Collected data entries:
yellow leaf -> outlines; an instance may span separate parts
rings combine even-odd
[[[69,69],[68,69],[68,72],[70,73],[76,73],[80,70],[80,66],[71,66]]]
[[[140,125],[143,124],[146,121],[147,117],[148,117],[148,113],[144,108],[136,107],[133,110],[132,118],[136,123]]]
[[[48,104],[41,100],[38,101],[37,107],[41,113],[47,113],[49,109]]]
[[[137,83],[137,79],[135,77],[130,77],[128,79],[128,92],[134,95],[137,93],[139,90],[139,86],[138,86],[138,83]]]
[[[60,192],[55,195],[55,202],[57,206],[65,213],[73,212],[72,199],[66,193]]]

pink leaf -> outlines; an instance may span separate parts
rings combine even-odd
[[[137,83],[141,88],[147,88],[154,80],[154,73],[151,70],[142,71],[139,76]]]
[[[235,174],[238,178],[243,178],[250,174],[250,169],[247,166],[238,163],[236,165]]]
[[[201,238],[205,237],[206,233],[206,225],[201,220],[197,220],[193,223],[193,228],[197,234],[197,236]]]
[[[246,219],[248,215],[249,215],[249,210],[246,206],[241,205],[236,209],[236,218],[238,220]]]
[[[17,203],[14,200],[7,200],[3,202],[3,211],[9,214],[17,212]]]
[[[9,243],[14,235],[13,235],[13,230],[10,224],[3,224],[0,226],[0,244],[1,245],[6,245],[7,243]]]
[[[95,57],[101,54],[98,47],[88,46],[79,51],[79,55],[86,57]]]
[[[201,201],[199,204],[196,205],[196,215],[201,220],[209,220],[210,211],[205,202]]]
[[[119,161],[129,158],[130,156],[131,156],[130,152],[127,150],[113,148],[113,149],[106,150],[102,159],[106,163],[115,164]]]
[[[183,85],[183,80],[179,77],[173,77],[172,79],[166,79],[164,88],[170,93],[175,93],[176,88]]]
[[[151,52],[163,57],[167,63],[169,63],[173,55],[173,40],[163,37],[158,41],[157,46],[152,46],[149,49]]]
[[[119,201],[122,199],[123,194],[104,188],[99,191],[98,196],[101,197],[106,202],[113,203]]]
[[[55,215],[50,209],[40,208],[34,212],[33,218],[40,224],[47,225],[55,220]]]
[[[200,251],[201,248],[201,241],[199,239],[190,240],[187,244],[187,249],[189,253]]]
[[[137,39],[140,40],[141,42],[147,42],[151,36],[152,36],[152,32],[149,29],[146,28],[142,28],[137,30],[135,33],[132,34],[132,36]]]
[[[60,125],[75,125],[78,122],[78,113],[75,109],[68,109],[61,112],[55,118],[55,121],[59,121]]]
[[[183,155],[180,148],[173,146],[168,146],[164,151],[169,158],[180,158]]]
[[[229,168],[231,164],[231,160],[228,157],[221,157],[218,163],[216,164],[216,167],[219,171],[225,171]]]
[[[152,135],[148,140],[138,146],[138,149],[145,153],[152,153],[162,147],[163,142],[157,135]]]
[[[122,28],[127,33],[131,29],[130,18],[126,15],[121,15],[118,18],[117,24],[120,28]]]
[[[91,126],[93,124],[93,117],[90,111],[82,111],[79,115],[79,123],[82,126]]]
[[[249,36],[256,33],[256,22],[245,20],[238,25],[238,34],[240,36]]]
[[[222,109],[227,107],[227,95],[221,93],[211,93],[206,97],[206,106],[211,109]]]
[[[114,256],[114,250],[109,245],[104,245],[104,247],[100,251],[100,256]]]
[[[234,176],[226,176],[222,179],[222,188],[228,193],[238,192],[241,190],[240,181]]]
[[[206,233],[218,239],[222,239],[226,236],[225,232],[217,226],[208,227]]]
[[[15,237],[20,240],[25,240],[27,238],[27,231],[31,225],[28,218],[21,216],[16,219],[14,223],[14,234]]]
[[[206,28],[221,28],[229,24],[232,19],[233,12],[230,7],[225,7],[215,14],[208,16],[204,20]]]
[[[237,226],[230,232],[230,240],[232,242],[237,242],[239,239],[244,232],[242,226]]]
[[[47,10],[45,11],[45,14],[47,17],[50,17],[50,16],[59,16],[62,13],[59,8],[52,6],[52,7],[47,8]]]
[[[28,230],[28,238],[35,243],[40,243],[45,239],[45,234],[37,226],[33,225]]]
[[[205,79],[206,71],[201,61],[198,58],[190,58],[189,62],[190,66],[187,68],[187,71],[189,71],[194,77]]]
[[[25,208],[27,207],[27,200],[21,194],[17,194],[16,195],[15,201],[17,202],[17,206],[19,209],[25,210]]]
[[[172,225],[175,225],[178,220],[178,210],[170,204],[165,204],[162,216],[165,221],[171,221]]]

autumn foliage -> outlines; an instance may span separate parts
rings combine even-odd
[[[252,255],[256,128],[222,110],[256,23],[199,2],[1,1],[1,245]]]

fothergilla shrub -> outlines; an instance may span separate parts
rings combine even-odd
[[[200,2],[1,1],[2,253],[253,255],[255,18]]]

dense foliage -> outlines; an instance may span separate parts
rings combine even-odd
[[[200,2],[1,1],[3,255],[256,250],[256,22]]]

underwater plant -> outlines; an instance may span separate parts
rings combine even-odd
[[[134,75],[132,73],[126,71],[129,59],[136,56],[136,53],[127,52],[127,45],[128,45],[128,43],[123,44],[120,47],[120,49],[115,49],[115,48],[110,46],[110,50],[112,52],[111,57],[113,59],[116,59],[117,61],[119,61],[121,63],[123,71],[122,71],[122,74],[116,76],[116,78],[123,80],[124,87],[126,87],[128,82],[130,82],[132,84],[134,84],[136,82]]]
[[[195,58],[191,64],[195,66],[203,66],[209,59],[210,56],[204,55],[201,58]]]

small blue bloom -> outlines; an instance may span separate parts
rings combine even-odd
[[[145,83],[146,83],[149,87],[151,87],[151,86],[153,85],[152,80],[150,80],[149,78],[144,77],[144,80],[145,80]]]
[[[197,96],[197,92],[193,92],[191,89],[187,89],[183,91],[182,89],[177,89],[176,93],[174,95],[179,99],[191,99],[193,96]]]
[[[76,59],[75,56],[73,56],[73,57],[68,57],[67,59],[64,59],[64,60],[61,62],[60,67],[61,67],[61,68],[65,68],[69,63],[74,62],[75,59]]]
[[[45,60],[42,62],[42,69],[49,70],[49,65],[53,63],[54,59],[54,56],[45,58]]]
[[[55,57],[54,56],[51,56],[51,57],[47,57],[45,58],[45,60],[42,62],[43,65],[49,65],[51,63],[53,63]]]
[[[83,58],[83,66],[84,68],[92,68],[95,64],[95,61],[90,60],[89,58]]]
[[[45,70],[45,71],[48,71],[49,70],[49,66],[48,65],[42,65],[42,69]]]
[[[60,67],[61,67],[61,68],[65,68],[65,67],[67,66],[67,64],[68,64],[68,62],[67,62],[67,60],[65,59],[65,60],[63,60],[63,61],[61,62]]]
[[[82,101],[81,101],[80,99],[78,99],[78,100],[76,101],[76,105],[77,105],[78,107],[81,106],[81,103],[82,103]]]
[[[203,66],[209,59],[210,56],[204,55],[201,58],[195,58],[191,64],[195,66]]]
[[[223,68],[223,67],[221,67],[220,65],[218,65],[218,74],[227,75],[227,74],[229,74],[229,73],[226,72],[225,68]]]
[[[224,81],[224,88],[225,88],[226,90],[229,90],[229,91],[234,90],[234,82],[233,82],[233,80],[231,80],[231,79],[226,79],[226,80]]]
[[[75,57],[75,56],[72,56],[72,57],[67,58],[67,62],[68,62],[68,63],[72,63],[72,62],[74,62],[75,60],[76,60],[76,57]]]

> **WHAT TO WORK ON**
Reproduce every line of the entries above verbatim.

> **OUTPUT**
yellow leaf -> outlines; an instance may span separate parts
rings combine even-odd
[[[69,69],[68,69],[68,72],[70,73],[76,73],[80,70],[80,66],[71,66]]]
[[[140,125],[143,124],[146,121],[147,117],[148,117],[148,113],[144,108],[136,107],[133,110],[132,118],[136,123]]]
[[[48,104],[41,100],[38,101],[37,107],[41,113],[47,113],[49,109]]]
[[[137,83],[137,79],[135,77],[130,77],[128,79],[128,92],[134,95],[137,93],[139,90],[139,86],[138,86],[138,83]]]
[[[60,192],[55,195],[55,202],[57,206],[65,213],[73,212],[72,199],[66,193]]]

pink leaf -> outlines; an instance may span separate parts
rings combine even-odd
[[[137,83],[141,88],[147,88],[154,80],[154,73],[151,70],[142,71],[139,76]]]
[[[235,174],[238,178],[243,178],[250,174],[250,169],[247,166],[238,163],[236,165]]]
[[[201,238],[205,237],[206,233],[206,225],[201,220],[197,220],[193,223],[193,228],[197,234],[197,236]]]
[[[246,219],[248,215],[249,215],[249,210],[246,206],[241,205],[236,209],[236,218],[238,220]]]
[[[17,203],[14,200],[7,200],[3,202],[3,211],[9,214],[17,212]]]
[[[9,243],[14,235],[13,235],[13,230],[10,224],[3,224],[0,226],[0,244],[1,245],[6,245],[7,243]]]
[[[95,57],[101,54],[98,47],[88,46],[79,51],[79,55],[86,57]]]
[[[201,201],[199,204],[196,205],[196,215],[201,220],[209,220],[210,211],[205,202]]]
[[[119,161],[129,158],[130,156],[131,156],[130,152],[127,150],[113,148],[113,149],[106,150],[102,159],[106,163],[115,164]]]
[[[183,85],[183,80],[179,77],[173,77],[172,79],[166,79],[164,88],[170,93],[175,93],[176,88]]]
[[[151,52],[163,57],[167,63],[169,63],[173,55],[173,40],[163,37],[158,41],[157,46],[152,46],[149,49]]]
[[[119,201],[122,199],[123,194],[104,188],[99,191],[98,196],[101,197],[106,202],[113,203]]]
[[[55,215],[50,209],[40,208],[34,212],[33,218],[40,224],[47,225],[55,220]]]
[[[200,251],[201,248],[201,241],[199,239],[190,240],[187,244],[187,249],[189,253]]]
[[[137,39],[140,40],[141,42],[147,42],[151,36],[152,36],[152,32],[149,29],[146,28],[142,28],[137,30],[135,33],[132,34],[132,36]]]
[[[60,125],[75,125],[78,122],[78,113],[75,109],[68,109],[61,112],[55,118],[55,121],[59,121]]]
[[[183,155],[180,148],[173,146],[168,146],[164,151],[169,158],[180,158]]]
[[[229,168],[231,164],[231,160],[228,157],[221,157],[218,163],[216,164],[216,167],[219,171],[225,171]]]
[[[152,135],[148,140],[138,146],[138,149],[145,153],[152,153],[162,147],[163,142],[157,135]]]
[[[122,28],[127,33],[131,29],[130,18],[126,15],[121,15],[118,18],[117,24],[120,28]]]
[[[91,126],[93,124],[93,117],[90,111],[82,111],[79,115],[79,123],[82,126]]]
[[[249,36],[256,33],[256,22],[245,20],[238,25],[238,34],[240,36]]]
[[[222,109],[227,107],[227,95],[221,93],[211,93],[206,97],[206,106],[211,109]]]
[[[114,256],[114,250],[109,245],[104,245],[104,247],[100,251],[100,256]]]
[[[234,176],[226,176],[222,179],[222,188],[228,193],[238,192],[241,190],[240,181]]]
[[[206,233],[218,239],[222,239],[226,236],[225,232],[217,226],[208,227]]]
[[[15,237],[20,240],[25,240],[27,238],[27,231],[31,225],[28,218],[21,216],[16,219],[14,223],[14,234]]]
[[[206,28],[221,28],[229,24],[232,19],[233,12],[230,7],[225,7],[215,14],[208,16],[204,20]]]
[[[237,226],[230,232],[230,240],[232,242],[237,242],[239,239],[244,232],[242,226]]]
[[[47,10],[45,11],[45,14],[47,17],[50,17],[50,16],[59,16],[62,13],[59,8],[52,6],[52,7],[47,8]]]
[[[28,230],[28,238],[35,243],[40,243],[45,239],[45,234],[37,226],[33,225]]]
[[[205,79],[206,71],[201,61],[198,58],[190,58],[189,62],[190,66],[187,68],[187,71],[189,71],[194,77]]]
[[[25,208],[27,207],[27,200],[21,194],[17,194],[16,195],[15,201],[17,202],[17,206],[19,209],[25,210]]]
[[[172,225],[175,225],[178,220],[178,210],[170,204],[165,204],[162,216],[165,221],[171,221]]]

autumn foliage -> outlines; an instance may span separate parts
rings combine even-odd
[[[252,255],[256,128],[222,110],[256,23],[199,2],[1,1],[1,245]]]

fothergilla shrub -> outlines; an instance may span separate parts
rings combine even-odd
[[[200,2],[1,1],[2,253],[253,255],[255,18]]]

dense foliage -> outlines; an instance may span separate parts
rings combine even-odd
[[[200,2],[1,1],[3,255],[256,250],[256,22]]]

underwater plant -> outlines; an instance may span separate parts
rings combine even-odd
[[[134,75],[132,73],[126,71],[129,59],[136,56],[136,53],[127,52],[127,45],[128,45],[128,43],[123,44],[120,47],[120,49],[115,49],[115,48],[110,46],[110,50],[112,52],[111,57],[113,59],[116,59],[117,61],[119,61],[121,63],[123,71],[122,71],[122,74],[116,76],[116,78],[123,80],[124,87],[126,87],[128,82],[130,82],[132,84],[134,84],[136,82]]]
[[[195,58],[191,64],[195,66],[203,66],[209,59],[210,56],[204,55],[201,58]]]

small blue bloom -> outlines; an instance may span separate parts
rings combine even-odd
[[[145,83],[146,83],[149,87],[151,87],[151,86],[153,85],[152,80],[150,80],[149,78],[144,77],[144,80],[145,80]]]
[[[197,96],[197,92],[193,92],[191,89],[187,89],[183,91],[182,89],[177,89],[176,93],[174,95],[179,99],[191,99],[193,96]]]
[[[76,59],[75,56],[73,56],[73,57],[68,57],[67,59],[64,59],[64,60],[61,62],[60,67],[61,67],[61,68],[65,68],[69,63],[74,62],[75,59]]]
[[[45,60],[42,62],[42,69],[49,70],[49,65],[53,63],[54,59],[54,56],[45,58]]]
[[[55,57],[54,56],[51,56],[51,57],[47,57],[45,58],[45,60],[42,62],[43,65],[49,65],[51,63],[53,63]]]
[[[83,58],[83,66],[84,68],[92,68],[95,64],[95,61],[90,60],[89,58]]]
[[[45,70],[45,71],[48,71],[49,70],[49,66],[48,65],[42,65],[42,69]]]
[[[60,67],[61,67],[61,68],[65,68],[65,67],[67,66],[67,64],[68,64],[68,62],[67,62],[67,60],[65,59],[65,60],[63,60],[63,61],[61,62]]]
[[[82,101],[81,101],[80,99],[78,99],[78,100],[76,101],[76,105],[77,105],[78,107],[81,106],[81,103],[82,103]]]
[[[203,66],[209,59],[210,56],[204,55],[201,58],[195,58],[191,64],[195,66]]]
[[[223,68],[223,67],[221,67],[220,65],[218,65],[218,74],[227,75],[227,74],[229,74],[229,73],[226,72],[225,68]]]
[[[224,81],[224,88],[225,88],[226,90],[229,90],[229,91],[234,90],[234,82],[233,82],[233,80],[231,80],[231,79],[226,79],[226,80]]]
[[[75,57],[75,56],[72,56],[72,57],[67,58],[67,62],[68,62],[68,63],[72,63],[72,62],[74,62],[75,60],[76,60],[76,57]]]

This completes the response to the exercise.